AUFGABENSTELLUNG -
Schreibe alle folgenden Einträge Wort für Wort noch einmal ab. Lass die Bilder in deiner Antwort weg.

ZU VERARBEITENDE DATEN -
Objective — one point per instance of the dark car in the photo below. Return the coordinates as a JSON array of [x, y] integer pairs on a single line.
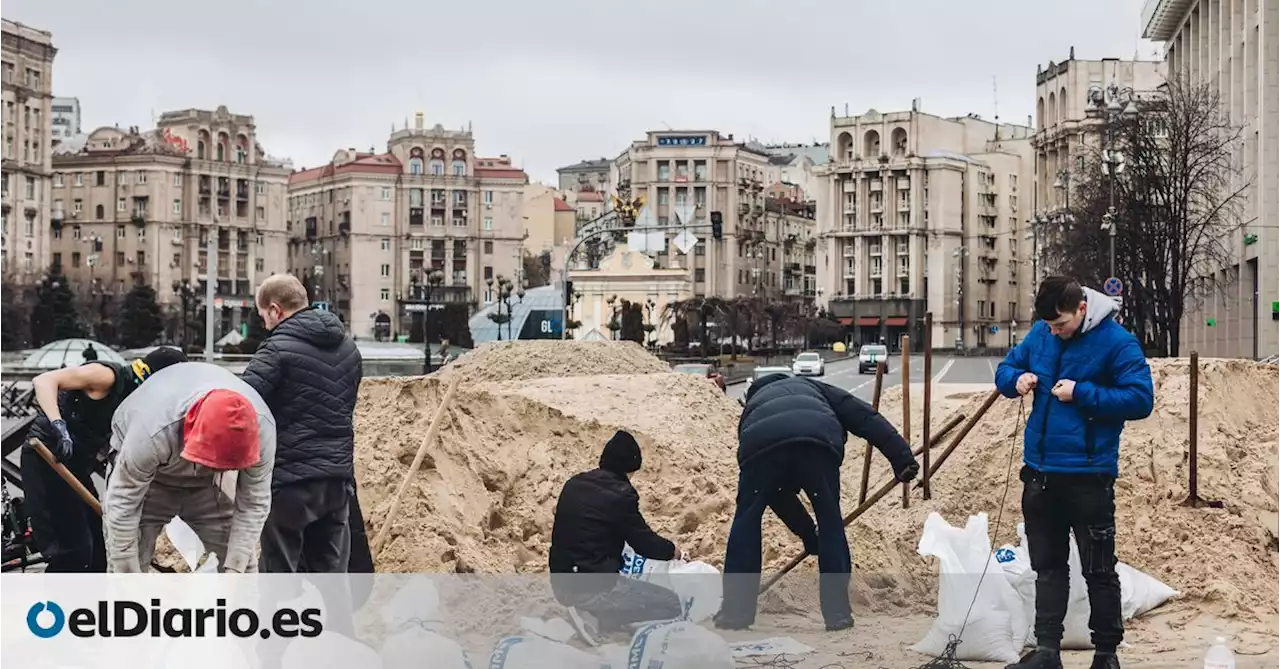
[[703, 369]]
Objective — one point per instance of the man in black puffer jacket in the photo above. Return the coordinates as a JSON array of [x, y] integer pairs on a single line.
[[309, 372], [598, 512], [791, 438]]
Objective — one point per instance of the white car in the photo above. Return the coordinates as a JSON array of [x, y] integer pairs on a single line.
[[809, 363]]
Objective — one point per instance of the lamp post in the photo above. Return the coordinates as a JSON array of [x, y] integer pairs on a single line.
[[1111, 105], [434, 278]]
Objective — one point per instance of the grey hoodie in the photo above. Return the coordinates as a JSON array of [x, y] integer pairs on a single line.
[[146, 445], [1098, 308]]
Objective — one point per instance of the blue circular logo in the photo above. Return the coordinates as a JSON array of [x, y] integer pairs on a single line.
[[54, 627]]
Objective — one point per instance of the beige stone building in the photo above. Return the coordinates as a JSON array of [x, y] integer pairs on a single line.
[[1066, 136], [137, 206], [1232, 45], [368, 229], [927, 214], [26, 131], [702, 172]]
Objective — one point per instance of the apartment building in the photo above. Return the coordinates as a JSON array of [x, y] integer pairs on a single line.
[[368, 229], [696, 173], [1066, 136], [927, 214], [1230, 44], [137, 206], [65, 118], [26, 95]]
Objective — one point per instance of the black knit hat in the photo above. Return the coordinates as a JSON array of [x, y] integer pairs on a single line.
[[621, 454]]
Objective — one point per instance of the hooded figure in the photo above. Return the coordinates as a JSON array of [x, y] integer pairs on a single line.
[[74, 422], [172, 443], [1086, 376], [597, 514], [791, 439]]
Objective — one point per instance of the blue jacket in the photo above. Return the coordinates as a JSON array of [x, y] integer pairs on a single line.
[[1112, 385]]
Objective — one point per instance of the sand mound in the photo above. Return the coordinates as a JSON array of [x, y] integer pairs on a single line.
[[521, 361]]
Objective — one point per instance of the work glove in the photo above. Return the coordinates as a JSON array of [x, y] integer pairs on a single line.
[[62, 445]]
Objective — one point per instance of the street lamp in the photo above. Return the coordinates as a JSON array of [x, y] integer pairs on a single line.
[[1111, 105], [434, 278]]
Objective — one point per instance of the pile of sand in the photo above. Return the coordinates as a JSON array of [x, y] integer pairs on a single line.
[[531, 415]]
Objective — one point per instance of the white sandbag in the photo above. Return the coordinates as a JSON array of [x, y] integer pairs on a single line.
[[639, 567], [538, 653], [699, 586], [996, 624], [329, 651], [679, 645], [1141, 592]]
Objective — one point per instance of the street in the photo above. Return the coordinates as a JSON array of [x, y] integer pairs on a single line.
[[946, 370]]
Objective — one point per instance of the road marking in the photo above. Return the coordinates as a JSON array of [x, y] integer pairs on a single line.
[[946, 367]]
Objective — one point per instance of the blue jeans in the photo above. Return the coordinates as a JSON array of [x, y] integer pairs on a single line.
[[773, 481]]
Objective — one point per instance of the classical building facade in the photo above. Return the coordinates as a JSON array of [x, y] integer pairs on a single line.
[[26, 131], [368, 230], [927, 214], [1232, 44], [137, 206]]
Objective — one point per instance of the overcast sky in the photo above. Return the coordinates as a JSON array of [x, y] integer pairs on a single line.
[[554, 82]]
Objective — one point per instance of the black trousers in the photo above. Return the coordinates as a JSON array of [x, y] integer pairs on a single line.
[[773, 481], [309, 526], [65, 530], [1054, 508]]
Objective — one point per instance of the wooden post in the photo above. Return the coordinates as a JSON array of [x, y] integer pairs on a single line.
[[905, 344], [928, 398], [867, 453]]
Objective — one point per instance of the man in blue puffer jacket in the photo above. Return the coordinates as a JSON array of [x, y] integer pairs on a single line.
[[1087, 376]]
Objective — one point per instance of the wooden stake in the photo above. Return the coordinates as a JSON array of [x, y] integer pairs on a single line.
[[867, 453], [417, 462], [42, 450], [905, 344], [891, 484], [928, 398]]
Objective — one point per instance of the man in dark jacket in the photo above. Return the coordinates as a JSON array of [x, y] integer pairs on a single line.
[[307, 371], [74, 422], [791, 438], [1088, 375], [597, 513]]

SCHRIFTLICHE ANTWORT -
Objective — one point per instance of the dark car in the photo below. Return the coordinates as a JSON array of [x, y] integer pairs on a single line.
[[703, 369]]
Objective — one point per instance of the man in black puffer jacket in the photo above. Return the coordinates as a JSON array of [x, y] integer pairs on a single line.
[[309, 372], [598, 512], [791, 438]]
Objective — one point per instance of the white car in the photo above. Return the coordinates as a JSON array of [x, y] integer pairs on a single line.
[[809, 363]]
Objective — one point per instance of the lamp post in the photo above. Return the coordinates as a JSON array of [x, y] integer pairs on a single line.
[[1111, 105], [434, 278]]
Objective — one point per instance of the grey hoodie in the photo above. Return the coordinates as a JSON array of [x, y] integer pairs on a single line.
[[146, 445], [1098, 308]]
Objective — one point per instance of the blue circular logo in the photo above. Return the coordinates as a JSON array of [x, y] integer pairs on a single line.
[[54, 627]]
Objective — one point per instance of the beige stone building in the photo above. Return the coordinates as a JSON array of [x, y] integer pairs on a single line.
[[1066, 136], [137, 206], [1232, 45], [368, 229], [927, 214], [26, 131], [702, 172]]
Objective — one point per instance of the apartment building in the photo above. Return the coordinates as a JSON array of [x, y] integer pairs on a single line.
[[368, 229], [696, 173], [1066, 136], [927, 214], [1230, 44], [137, 206], [65, 118], [26, 95]]
Objective — one point per instance of the black knit hat in the photo above. Return the coordinates as a JSON array of [x, y] integer pairs on a single line.
[[621, 454]]
Objective — one point per instance of the hooded figure in the photo above. Return the coordinates as a JSON array of [x, y] integer pairs on a single line.
[[74, 422], [172, 443], [1086, 376], [597, 514], [791, 439]]
Objective — one point per instance of the blue jacket in the photo above. Return the coordinates as a JSON array of [x, y] integer pairs on a single line.
[[1112, 385]]
Objective — one point per instance of the sand mound in the photo above. Return the coordinates as a JSON array of [x, y] integer pairs on a single line.
[[521, 361]]
Objective — one point per instance of the work glove in the photo above. Return the coordinates as a JSON array of [x, y] integer pairs on a single line.
[[62, 445]]
Objective — one point per instance of the street lamp in the photo above. Return the coordinates as a JSON array of [x, y] integer pairs on a single line.
[[1111, 105], [434, 278]]
Objective — one point per instance of the pile of sand in the photo above. Return the coordinates as a JSON array of [x, y] integer pairs on a single line.
[[531, 415]]
Objective — one point per instance of the white sandbag in the photo above. Return the coordinates as a JSON array of [x, y] integer pairs on a single line.
[[639, 567], [538, 653], [699, 586], [996, 624], [329, 651], [679, 645], [1141, 592]]
Objective — one point per instance of the street in the photo above. Return the coordinates as a JSON array of [x, y] integer pairs on a single line.
[[946, 370]]
Objective — one point per instance of the road marking in the photo above. Return the coordinates as a JSON array of [x, y] integer pairs on a single line.
[[946, 367]]
Objective — one point per instance of the blue jeans in the photo above. Return the coordinates as a JSON array of [x, y] integer pairs on a single line.
[[773, 481]]
Objective — one point per instance of the classical building facade in the photo above. Return the coordinates as a JSON array of [x, y] integer pairs on a single line.
[[26, 131], [368, 230], [927, 214], [1232, 44], [137, 206]]
Objective — one point per instance of the overcast sky in the photo above. Return the coordinates as a JSON array of [x, y] integer pairs on a single line.
[[554, 82]]
Objective — one point per instance of the black trousers in the photo above. Return the coordinates as a JSON array of [x, y] integer pairs on a single line.
[[773, 481], [309, 526], [65, 530], [1054, 508]]
Objective — one point per instance of the wooden post in the photo above. Return the coordinates as a JSON array of [x, y] integer pairs on a single line.
[[905, 344], [928, 398], [867, 453]]
Objective — one point per instance of the man in blue puffer jacket in the photo above. Return the coordinates as a JSON array of [x, y] integer pairs on a single line.
[[1087, 376]]
Objective — one point per instance of the wooden stake in the photo above. Return the coordinates as a JSON array of [x, y] integer pairs on a single line.
[[867, 453], [417, 462], [42, 450], [905, 344], [891, 484], [928, 398]]
Objective — one point per instance of the man in dark jacket in the photo above. Return the coordinates as a JSON array of [x, y] integer pairs on a single line.
[[307, 371], [74, 422], [791, 438], [1088, 375], [597, 513]]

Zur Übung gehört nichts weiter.